**Problem description:**
Go through the records, and copy each line in which the string "bridge" is present.

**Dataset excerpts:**
■ ■ ■

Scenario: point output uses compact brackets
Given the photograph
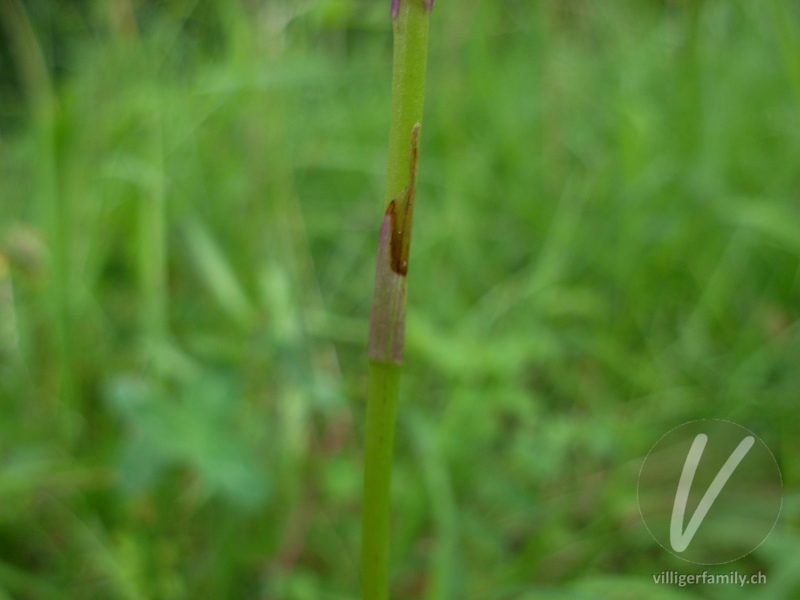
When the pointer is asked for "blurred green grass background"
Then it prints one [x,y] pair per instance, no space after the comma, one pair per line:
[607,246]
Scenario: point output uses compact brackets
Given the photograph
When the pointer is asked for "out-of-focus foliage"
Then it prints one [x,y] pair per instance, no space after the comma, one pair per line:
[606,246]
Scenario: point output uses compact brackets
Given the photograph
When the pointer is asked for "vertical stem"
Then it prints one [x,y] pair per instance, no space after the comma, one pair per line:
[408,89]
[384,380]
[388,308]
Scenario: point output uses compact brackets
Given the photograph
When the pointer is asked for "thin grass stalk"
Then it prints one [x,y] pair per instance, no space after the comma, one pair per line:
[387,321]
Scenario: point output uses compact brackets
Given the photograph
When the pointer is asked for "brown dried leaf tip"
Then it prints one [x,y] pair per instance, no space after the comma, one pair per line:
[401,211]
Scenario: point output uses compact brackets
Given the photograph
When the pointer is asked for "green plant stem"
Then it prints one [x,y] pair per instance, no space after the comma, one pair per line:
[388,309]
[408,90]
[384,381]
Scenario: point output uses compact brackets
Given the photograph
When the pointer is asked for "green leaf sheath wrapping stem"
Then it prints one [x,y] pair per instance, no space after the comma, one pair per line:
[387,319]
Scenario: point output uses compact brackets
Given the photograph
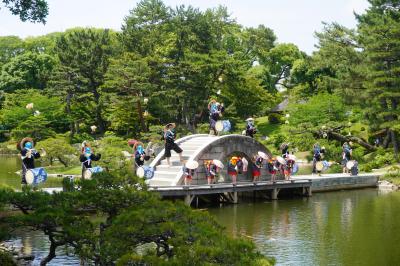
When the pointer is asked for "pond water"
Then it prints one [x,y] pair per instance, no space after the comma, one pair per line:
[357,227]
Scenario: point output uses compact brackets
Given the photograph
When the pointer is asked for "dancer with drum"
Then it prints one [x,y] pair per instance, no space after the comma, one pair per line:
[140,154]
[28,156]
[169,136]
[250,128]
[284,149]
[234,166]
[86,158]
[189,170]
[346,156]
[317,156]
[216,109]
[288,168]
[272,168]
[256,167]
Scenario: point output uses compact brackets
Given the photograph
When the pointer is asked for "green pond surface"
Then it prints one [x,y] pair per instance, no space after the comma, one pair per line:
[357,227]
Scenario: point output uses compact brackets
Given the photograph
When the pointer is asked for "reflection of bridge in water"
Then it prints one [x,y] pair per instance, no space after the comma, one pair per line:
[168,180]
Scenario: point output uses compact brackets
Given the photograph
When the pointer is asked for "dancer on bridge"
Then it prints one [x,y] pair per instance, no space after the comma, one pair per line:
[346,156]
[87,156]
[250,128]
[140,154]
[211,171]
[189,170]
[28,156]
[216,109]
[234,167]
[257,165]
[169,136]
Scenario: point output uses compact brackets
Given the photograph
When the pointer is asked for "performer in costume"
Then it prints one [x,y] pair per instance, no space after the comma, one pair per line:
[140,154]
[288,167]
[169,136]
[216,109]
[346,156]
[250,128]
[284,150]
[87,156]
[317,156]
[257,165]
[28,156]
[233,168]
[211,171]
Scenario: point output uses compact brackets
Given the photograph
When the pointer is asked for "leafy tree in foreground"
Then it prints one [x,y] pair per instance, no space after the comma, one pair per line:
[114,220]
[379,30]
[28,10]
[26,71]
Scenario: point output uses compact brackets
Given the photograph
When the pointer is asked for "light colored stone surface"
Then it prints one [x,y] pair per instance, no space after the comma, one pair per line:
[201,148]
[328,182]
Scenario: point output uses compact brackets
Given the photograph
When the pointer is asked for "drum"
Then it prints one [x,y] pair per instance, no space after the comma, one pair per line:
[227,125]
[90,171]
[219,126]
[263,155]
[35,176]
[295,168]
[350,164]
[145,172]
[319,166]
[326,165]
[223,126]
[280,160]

■ ■ ■

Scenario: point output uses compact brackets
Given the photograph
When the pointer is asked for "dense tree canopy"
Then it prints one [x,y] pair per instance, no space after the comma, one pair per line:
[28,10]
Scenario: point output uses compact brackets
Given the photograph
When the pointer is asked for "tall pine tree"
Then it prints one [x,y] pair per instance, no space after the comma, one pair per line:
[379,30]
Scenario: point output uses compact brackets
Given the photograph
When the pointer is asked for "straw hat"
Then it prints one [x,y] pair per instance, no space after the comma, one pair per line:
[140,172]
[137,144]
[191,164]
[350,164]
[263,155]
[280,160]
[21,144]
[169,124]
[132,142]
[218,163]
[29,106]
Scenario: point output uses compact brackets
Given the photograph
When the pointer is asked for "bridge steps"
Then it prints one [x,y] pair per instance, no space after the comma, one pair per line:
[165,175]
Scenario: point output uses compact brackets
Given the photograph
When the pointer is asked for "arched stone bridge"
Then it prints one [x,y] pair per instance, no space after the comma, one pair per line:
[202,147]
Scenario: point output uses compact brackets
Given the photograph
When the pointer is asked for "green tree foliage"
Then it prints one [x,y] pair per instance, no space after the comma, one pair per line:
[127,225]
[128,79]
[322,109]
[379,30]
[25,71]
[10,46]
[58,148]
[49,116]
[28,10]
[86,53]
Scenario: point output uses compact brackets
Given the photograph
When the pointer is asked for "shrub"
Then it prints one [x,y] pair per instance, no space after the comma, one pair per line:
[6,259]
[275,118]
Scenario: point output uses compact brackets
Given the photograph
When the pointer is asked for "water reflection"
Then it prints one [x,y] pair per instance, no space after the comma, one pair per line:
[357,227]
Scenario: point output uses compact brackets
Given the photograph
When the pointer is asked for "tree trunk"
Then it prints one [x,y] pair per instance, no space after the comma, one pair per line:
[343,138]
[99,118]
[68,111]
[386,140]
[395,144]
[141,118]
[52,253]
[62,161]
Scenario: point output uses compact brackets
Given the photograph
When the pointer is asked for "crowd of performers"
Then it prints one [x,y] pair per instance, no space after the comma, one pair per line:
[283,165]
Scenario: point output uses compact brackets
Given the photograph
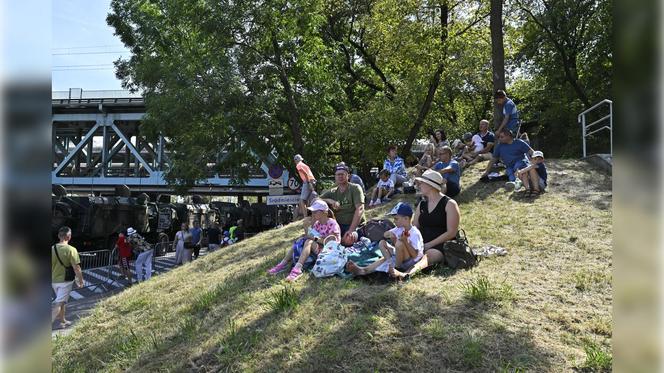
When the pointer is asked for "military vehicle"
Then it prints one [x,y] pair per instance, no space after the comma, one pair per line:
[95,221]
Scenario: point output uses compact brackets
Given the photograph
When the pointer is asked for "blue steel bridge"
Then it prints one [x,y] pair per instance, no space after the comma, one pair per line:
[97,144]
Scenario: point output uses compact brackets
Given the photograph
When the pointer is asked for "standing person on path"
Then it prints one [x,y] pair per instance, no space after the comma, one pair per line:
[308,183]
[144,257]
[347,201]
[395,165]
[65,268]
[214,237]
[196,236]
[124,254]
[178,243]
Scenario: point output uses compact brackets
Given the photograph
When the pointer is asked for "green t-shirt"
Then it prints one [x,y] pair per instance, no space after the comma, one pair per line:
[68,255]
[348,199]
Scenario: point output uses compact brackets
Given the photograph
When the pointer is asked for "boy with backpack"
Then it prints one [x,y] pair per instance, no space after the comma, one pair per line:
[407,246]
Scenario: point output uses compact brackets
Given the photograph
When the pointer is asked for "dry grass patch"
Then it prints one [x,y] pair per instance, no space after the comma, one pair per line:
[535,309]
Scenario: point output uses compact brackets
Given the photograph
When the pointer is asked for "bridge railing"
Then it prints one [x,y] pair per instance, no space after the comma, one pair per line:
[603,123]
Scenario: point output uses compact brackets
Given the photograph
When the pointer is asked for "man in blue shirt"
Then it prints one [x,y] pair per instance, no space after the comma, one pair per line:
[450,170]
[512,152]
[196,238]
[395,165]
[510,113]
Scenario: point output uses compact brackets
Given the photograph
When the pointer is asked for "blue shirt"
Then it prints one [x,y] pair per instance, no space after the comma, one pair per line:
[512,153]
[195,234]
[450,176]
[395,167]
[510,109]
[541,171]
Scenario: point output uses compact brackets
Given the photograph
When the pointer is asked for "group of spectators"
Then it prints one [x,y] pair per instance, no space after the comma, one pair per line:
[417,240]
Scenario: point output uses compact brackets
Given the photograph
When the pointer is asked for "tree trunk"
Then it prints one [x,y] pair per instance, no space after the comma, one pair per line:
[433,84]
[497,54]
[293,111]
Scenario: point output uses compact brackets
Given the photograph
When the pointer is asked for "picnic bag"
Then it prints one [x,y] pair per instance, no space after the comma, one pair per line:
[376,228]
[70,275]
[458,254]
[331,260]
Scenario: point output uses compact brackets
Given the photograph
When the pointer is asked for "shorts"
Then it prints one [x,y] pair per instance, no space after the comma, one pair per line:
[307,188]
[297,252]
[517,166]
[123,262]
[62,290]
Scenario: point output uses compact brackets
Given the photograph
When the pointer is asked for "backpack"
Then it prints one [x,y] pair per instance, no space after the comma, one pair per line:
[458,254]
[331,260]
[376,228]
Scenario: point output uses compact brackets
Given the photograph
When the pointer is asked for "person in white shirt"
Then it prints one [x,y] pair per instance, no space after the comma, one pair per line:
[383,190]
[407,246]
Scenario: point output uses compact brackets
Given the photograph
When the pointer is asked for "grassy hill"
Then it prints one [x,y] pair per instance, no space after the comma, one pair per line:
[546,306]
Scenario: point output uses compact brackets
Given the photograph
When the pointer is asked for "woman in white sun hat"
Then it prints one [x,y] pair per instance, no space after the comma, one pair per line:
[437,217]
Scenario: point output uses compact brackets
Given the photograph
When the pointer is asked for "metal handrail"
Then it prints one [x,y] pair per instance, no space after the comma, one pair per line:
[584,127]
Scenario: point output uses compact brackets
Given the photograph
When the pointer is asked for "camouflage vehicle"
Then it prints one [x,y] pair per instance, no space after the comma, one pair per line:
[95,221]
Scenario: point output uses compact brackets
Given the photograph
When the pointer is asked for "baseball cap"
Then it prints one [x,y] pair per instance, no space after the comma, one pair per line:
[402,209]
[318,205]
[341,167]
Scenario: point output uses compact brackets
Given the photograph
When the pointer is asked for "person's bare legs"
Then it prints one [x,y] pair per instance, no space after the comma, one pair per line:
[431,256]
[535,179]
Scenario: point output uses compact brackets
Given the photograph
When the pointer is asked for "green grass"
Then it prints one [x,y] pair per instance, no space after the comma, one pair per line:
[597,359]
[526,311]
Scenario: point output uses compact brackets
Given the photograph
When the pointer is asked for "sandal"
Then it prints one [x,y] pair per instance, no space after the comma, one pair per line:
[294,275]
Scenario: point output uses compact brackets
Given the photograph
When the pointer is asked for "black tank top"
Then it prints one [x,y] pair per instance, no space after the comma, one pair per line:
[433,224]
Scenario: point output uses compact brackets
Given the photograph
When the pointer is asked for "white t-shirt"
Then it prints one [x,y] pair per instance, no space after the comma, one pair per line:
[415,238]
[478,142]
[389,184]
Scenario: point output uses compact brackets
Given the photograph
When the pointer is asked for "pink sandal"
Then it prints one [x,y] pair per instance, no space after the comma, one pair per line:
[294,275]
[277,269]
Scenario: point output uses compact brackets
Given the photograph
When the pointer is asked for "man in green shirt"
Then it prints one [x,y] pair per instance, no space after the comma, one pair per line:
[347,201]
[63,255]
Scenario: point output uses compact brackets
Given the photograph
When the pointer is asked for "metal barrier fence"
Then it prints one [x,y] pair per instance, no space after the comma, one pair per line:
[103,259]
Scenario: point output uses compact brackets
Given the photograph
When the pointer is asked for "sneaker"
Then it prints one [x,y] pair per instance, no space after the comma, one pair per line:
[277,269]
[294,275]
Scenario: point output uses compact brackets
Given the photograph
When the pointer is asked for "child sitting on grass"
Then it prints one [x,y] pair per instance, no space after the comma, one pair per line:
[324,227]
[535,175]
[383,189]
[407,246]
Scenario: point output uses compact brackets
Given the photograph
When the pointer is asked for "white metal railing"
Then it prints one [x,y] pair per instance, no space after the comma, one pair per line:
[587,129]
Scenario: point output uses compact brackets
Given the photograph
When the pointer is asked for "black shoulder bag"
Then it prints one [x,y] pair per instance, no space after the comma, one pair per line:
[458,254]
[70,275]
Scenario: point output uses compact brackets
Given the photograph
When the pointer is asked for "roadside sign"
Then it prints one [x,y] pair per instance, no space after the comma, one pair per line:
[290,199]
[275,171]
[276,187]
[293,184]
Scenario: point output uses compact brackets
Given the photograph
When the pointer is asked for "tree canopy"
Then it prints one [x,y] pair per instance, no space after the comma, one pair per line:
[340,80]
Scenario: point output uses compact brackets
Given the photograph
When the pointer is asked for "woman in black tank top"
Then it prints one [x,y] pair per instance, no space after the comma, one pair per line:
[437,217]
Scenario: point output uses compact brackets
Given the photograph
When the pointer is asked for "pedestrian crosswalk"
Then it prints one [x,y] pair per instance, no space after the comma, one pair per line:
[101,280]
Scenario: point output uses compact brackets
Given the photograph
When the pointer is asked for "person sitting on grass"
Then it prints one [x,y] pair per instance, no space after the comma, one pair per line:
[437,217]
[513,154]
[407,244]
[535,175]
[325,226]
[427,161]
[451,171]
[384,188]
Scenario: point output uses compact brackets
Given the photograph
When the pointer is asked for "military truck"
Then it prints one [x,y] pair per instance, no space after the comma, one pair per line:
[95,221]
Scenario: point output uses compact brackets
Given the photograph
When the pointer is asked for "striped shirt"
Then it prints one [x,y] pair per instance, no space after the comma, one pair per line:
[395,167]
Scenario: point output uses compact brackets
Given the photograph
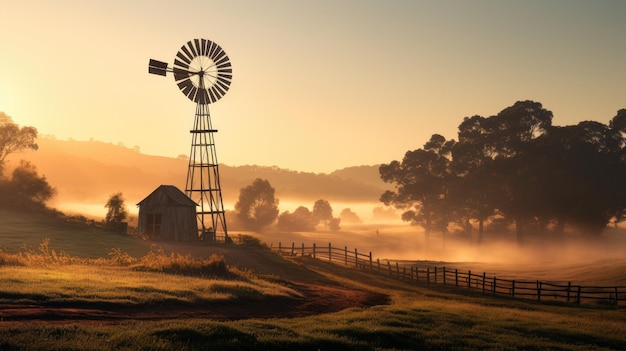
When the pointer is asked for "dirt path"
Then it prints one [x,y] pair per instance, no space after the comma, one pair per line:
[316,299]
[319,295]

■ ■ ■

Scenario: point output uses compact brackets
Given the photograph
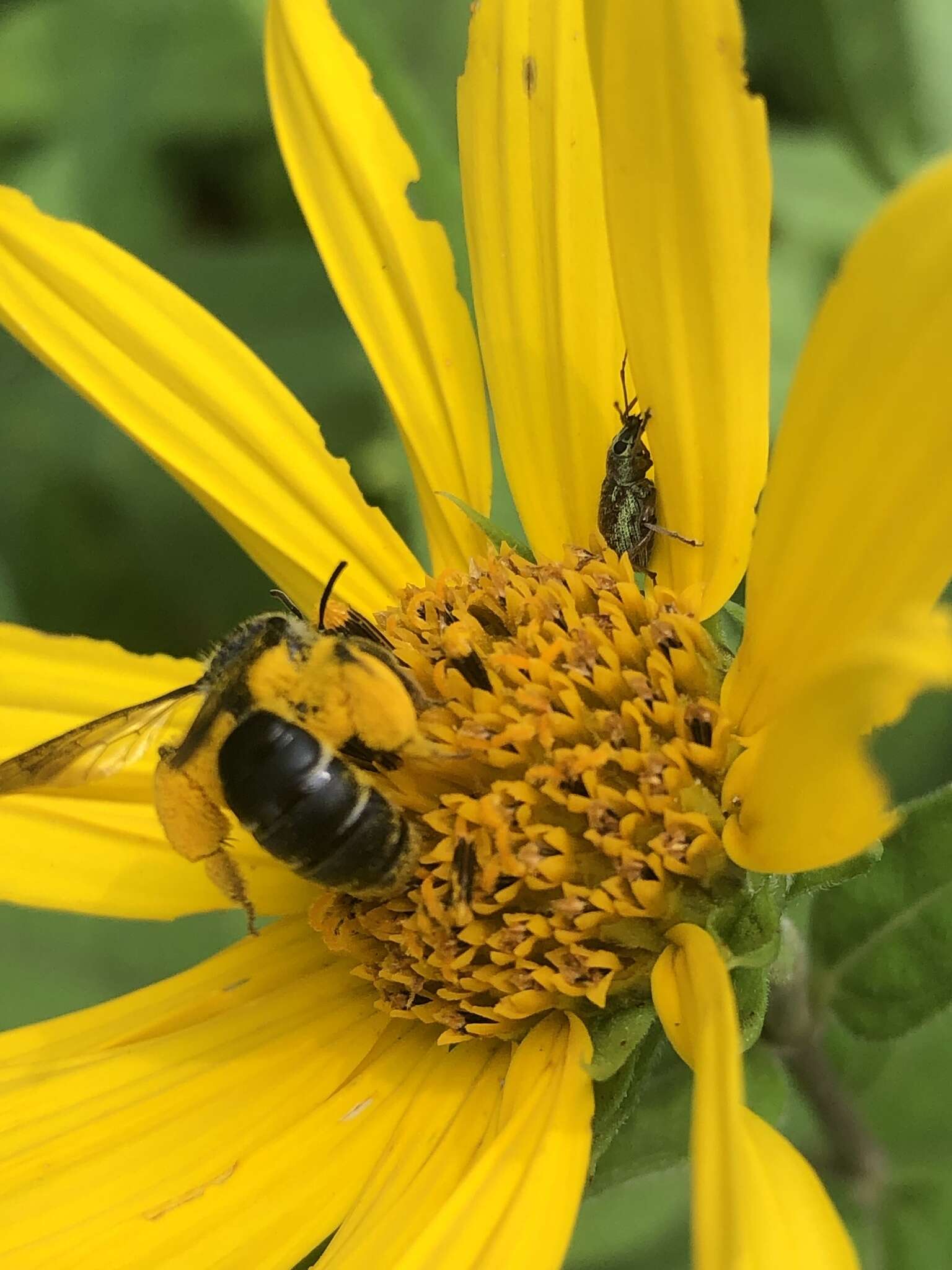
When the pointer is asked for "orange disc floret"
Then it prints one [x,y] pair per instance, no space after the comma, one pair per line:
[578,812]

■ ■ ■

**Solution to this exercise:**
When the pointer is asked for "reflection of bridge in water"
When the pointer is asked for "dancer on bridge"
When the pointer is asked for "bridge steps"
When the pointer is asked for "arched stone bridge"
When the pointer is asked for "blue steel bridge"
When the pointer is asked for "bridge railing"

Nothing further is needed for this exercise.